*Selected passage:*
Extremely rare offprint, the first appearance in print of the publication of Edwin Hall’s discovery of The Hall Effect, ‘termed by Kelvin as comparable with the greatest ever made by Michael Faraday’ (DSB). The Hall Effect occurs when an electric current is placed in a magnetic field, causing a potential difference and a transverse field is created. By measuring the potential one can calculate the strength of the magnetic field.



The current lot is the first published notice of Hall’s initial results from preliminary experiments undertaken while a graduate student working on his doctoral thesis. Hall opens his paper by noting that he questioned Maxwell's statement in his Treatise on Electricity and Magnetism: ‘It must be carefully remembered, that the mechanical force which urges a conductor carrying a current across lines of magnetic force, acts, not on the electric current, but on the conductor which carries it.’



In Halls’ opinion, ‘This statement seemed … to be contrary to the most natural supposition … taking into account the fact that a wire not bearing a current is in general not affected by a magnet and that a wire bearing a current is affected directly in proportion to the strength of the current'.

*Input:*
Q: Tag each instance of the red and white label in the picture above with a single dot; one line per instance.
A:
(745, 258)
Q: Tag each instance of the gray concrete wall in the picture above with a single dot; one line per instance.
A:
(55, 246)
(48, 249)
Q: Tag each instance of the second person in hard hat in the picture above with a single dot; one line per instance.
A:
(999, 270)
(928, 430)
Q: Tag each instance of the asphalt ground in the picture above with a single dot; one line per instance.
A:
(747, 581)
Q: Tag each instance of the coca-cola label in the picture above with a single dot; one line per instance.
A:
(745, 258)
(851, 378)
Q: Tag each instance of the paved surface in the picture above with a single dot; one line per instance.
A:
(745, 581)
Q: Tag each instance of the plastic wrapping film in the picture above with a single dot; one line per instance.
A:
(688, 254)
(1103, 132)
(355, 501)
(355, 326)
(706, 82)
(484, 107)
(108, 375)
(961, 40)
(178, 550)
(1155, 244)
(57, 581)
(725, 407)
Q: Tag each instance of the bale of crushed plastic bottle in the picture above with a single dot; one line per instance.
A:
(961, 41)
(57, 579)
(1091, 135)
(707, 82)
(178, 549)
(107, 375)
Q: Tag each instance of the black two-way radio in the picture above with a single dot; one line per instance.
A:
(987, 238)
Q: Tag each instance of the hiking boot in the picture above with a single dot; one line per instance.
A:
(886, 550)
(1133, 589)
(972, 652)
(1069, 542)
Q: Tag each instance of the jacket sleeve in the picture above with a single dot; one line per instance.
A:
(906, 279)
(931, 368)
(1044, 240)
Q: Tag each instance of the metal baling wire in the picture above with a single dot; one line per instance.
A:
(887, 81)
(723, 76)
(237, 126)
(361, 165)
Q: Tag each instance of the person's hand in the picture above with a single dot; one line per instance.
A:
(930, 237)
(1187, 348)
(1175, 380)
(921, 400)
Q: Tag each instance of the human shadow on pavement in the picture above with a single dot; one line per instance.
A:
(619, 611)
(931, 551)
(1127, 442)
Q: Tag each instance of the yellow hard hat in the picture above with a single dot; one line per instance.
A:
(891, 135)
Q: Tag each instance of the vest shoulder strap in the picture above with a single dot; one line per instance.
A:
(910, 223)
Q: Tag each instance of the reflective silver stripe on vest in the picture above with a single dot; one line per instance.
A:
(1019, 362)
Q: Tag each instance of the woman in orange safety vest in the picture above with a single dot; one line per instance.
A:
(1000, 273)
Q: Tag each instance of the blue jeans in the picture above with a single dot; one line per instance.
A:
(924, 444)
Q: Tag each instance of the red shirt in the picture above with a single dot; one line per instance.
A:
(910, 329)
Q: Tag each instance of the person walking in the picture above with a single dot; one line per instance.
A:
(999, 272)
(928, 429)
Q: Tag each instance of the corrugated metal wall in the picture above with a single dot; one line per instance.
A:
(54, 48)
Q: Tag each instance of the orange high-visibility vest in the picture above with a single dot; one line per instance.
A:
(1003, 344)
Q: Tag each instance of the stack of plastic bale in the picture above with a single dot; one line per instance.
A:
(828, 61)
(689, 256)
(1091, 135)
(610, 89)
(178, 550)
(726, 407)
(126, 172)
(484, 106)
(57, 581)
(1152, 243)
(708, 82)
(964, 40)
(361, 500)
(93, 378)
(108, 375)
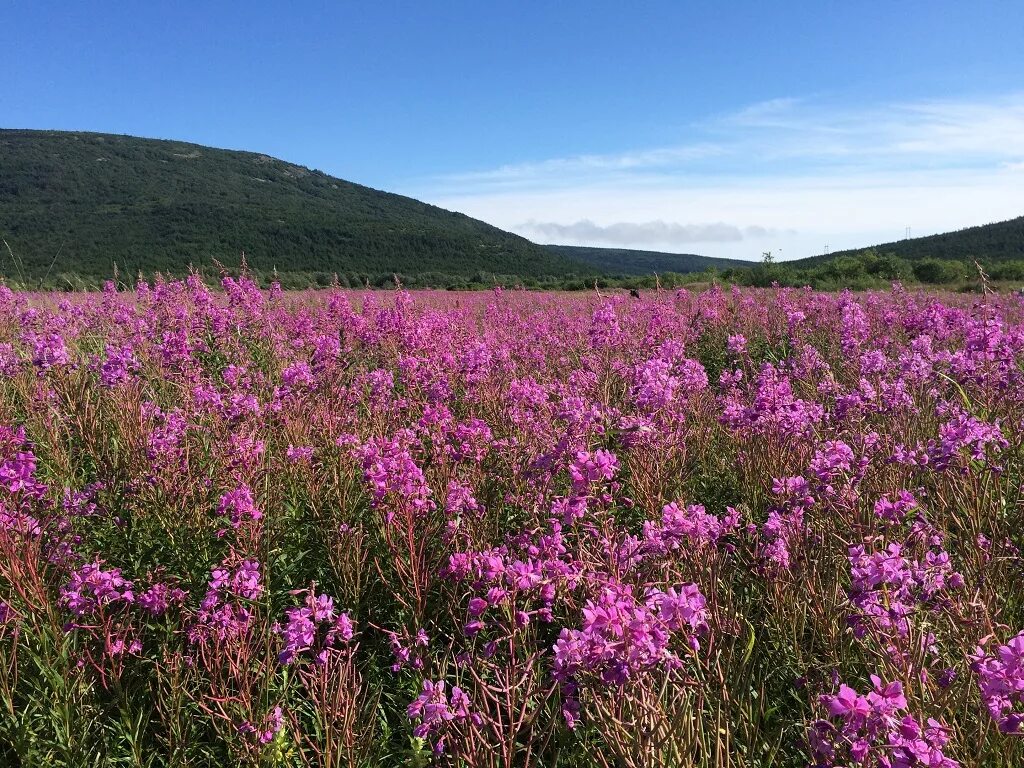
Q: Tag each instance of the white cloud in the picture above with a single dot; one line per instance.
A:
(799, 175)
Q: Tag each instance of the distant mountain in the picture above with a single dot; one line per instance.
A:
(1003, 241)
(628, 261)
(80, 203)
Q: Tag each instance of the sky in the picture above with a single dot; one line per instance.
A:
(721, 128)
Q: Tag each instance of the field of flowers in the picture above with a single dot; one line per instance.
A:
(730, 528)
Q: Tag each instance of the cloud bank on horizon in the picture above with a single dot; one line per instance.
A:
(793, 176)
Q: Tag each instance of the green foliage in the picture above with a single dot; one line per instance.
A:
(938, 271)
(1003, 241)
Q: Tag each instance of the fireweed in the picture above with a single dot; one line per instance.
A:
(351, 528)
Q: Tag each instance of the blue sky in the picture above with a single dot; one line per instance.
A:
(719, 128)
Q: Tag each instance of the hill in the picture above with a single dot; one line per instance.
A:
(1003, 241)
(628, 261)
(80, 203)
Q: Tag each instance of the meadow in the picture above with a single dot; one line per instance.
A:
(729, 527)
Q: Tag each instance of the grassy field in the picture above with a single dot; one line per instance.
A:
(702, 527)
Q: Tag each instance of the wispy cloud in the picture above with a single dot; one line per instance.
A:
(645, 233)
(799, 173)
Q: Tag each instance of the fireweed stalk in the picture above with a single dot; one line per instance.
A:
(350, 528)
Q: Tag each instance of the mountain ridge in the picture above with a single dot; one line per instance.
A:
(82, 203)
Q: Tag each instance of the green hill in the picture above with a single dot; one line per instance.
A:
(1003, 241)
(629, 261)
(80, 203)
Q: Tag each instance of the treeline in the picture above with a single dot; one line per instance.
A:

*Problem A:* Rescale the rows starting with the line that contains "Q: Tag each instance of the green foliage" and going on through the end of the rows, both ends included. Rewrite every one of those lines, requests included, multiplying each point coordinate in the answers by 1.5 and rounding to whole numbers with halves rounded up.
*Problem B:* Resume the passage on Edwin Hall's discovery of the Hall Effect from where it stops.

*Task output A:*
Q: Tag each instance of the green foliage in the picture above with a single dot; one line per instance.
A:
(1407, 407)
(1505, 362)
Q: Tag each instance of the fireweed in the picture above with a single dot; one line per instance.
A:
(527, 792)
Q: Tag each instance of the blue sky in the picture above with a single dot; one line per instance.
A:
(1079, 192)
Q: Tag each instance of the hill in the picture above with a single dot; one line per instance.
A:
(1505, 362)
(942, 392)
(120, 305)
Q: Tag each instance of the meadow in the picture above with a single dot; one line per instance.
A:
(1094, 791)
Q: Tag each instance of the grassy field in the picture above with a single dot; one line per instance.
A:
(1053, 791)
Q: Tag each instance of the wispy cloud in the picture above with a single dot; one line per instance.
A:
(968, 350)
(1199, 260)
Q: Tag each instance of the fireweed stalk in the picture above with a single dot; one line per instance.
A:
(525, 792)
Q: Tag each instance of the mountain ridge in the picture above with a single dot; one line per instance.
A:
(123, 305)
Q: Tag each instance of the green hill in the picture above with a single dot; one line per instance.
A:
(1505, 362)
(944, 392)
(120, 305)
Q: Tag each instance of the treeline in the picture above with a single dot; one line per instance.
A:

*Task output B:*
Consequently, Hall, began a series of experiments that would lead to the discovery of the effect that bears his name. Passing a current through a gold leaf conductor in a magnetic field, he found that he produced an electric potential perpendicular to both the current and field. Published some 15 years before George Johnstone Stoney’s description and naming of the electron, Hall’s paper has led to extremely important and wide-ranging applications in the 20th and 21st centuries. These include understanding the behaviour of semiconductors, and the deployment of Hall Effect sensors in current sensing and voltage sensing, motion sensors and motion limitation devices, engine management systems, anti-lock braking mechanisms, in joysticks used to control hydraulic values, and even the development of Hall Effect Thrusters in spacecraft. No offprints or other works by Hall have seemingly appeared at auction (RBH).



Quarto (307 x 238mm). 6pp., 287-292. Original wrappers (worn, upper wrapper detached, extremities frayed with short marginal tears and soiling, corners dogeared, small 20mm marginal chip at fore-edge, the whole loose and sometime folded with faint horizontal creasefold). Provenance: faint mathematical notation in pencil on rear wrapper, author’s name inscribed in pencil on upper wrapper).